[Job]: Transcribe each entry below exactly. Pictures do not go in the copy.

[Supplied data]:
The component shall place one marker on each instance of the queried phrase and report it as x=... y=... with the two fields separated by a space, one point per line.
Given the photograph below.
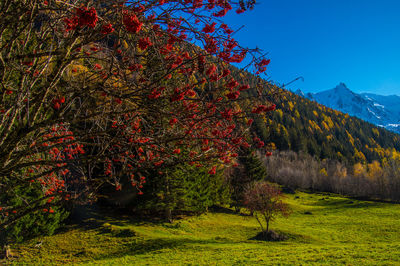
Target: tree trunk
x=168 y=215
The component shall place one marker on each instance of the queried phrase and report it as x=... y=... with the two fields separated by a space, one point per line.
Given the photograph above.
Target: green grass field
x=323 y=229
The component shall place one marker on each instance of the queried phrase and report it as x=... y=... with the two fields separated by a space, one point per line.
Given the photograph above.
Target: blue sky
x=355 y=41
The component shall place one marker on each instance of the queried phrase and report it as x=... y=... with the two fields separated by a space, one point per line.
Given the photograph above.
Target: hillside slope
x=300 y=124
x=379 y=110
x=323 y=229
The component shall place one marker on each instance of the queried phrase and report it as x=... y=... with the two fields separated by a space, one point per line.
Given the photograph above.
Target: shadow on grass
x=345 y=203
x=274 y=236
x=151 y=245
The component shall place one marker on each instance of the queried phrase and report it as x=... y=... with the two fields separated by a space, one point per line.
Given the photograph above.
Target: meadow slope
x=323 y=229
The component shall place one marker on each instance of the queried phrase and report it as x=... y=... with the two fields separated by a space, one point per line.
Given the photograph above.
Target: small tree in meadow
x=264 y=200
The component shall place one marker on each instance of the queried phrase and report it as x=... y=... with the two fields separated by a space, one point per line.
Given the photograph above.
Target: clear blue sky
x=327 y=41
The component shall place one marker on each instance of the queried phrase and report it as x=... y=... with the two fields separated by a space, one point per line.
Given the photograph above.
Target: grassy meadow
x=323 y=229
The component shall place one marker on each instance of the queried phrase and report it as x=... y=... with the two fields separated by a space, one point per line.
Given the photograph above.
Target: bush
x=36 y=223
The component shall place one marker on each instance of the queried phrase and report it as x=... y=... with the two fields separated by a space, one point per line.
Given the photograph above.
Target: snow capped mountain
x=377 y=109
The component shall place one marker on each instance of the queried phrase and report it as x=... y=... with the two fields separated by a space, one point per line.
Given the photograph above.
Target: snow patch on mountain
x=377 y=109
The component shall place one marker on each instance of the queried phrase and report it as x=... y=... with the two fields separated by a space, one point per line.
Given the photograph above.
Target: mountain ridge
x=380 y=110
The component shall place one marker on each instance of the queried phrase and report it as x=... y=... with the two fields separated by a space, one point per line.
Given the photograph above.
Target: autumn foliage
x=93 y=91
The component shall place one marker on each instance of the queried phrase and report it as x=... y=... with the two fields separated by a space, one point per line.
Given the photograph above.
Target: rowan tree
x=115 y=88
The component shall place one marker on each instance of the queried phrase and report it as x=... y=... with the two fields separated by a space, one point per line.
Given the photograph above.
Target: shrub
x=264 y=200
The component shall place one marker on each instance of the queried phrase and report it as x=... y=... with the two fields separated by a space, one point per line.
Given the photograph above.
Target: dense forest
x=299 y=124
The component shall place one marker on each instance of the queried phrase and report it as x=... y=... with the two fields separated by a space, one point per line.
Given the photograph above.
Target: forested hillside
x=299 y=124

[Written response]:
The component shall place one marker on each instance of the queried phrase and report it as x=... y=... with the two fields separated by a space, one point per line.
Given the photograph below.
Target: tree trunk
x=168 y=215
The component shall place one marker on each instance of the queried phrase and report it as x=... y=... with the two fields separated by a space, one point per line.
Given the photograph above.
Target: green grass field
x=323 y=229
The component shall place one marker on each instance of the queried phrase and report it as x=... y=... with the two fields separated by a space, one point per line.
Given the photograph above.
Target: blue sky
x=355 y=41
The component shall place one marker on each instance of the queried phrase and report it as x=... y=... with the two fields separated by a space, one point per line.
Given the photograph above.
Target: hillside slope
x=300 y=124
x=379 y=110
x=323 y=229
The component shall place one marker on each instance of the queried phrase and report it as x=... y=... with the two fields separated by a space, one point per line.
Given the photograph above.
Target: shadow on grass
x=345 y=203
x=274 y=236
x=151 y=245
The component shall place one marker on each instance of the queried phrase and report it as x=... y=... with the two fields separated by a space, one point per line.
Given the photograph above.
Target: meadow slope
x=323 y=229
The component shall place one marker on each instance of the queried phrase and report it as x=... y=... with the two fields separated by a space, one point per line.
Given the photograph above.
Target: small tree in meadow
x=264 y=200
The component shall place one marker on each instance of the queried phrase and report it as x=... y=... with the two fields separated by a space, one point per line.
Given the photograph above.
Target: clear blue sky
x=327 y=41
The component shall place one marker on each instance of the queried phrase and report it as x=... y=... with the two fields separated by a space, one point per line.
Given the photograph above.
Target: grassy meadow
x=323 y=229
The component shall place one marker on each instance of the queried phrase and report it as x=... y=... with the two fields separated by a space, one point per line.
Given the photograph above.
Target: bush
x=36 y=223
The component shall place one marker on each instance of the queried phrase and report it as x=... y=... with the two fields separated by a space, one point per line.
Given the photograph above.
Target: snow capped mountain
x=377 y=109
The component shall place one marker on each instance of the queried phrase and report it as x=... y=... with the two fields separated by a space, one point per line.
Given the photograph above.
Target: snow patch on mountain
x=377 y=109
The component shall place one marker on each instance of the queried phrase and report it as x=... y=... with the two fields separated by a space, one point per line.
Given the photograph above.
Target: mountain ridge
x=380 y=110
The component shall place one marker on each instance of the queried phrase and report it as x=... y=... with the two fields separated by a space, one point per line.
Given the photograph above.
Target: autumn foliage
x=93 y=91
The component shall place one marker on each instance of the queried phrase and report it as x=... y=... with the two fields separated by a space, one point per line.
Given the photograph above.
Target: rowan tree
x=115 y=88
The component shall place one marker on each instance of the queried phrase and report it as x=... y=... with the two fields separated by a space, one point per line.
Given the photograph above.
Target: shrub
x=264 y=200
The component shall place one marker on each instance of the queried phrase and report it as x=... y=... with the two fields separated by a space, one point per line.
Given the photograph above.
Target: dense forest
x=299 y=124
The component shall place one marker on each instance of the queried phrase and report it as x=... y=... with the two fields separated by a space, one point per line.
Given the photograph above.
Target: forested hillside
x=299 y=124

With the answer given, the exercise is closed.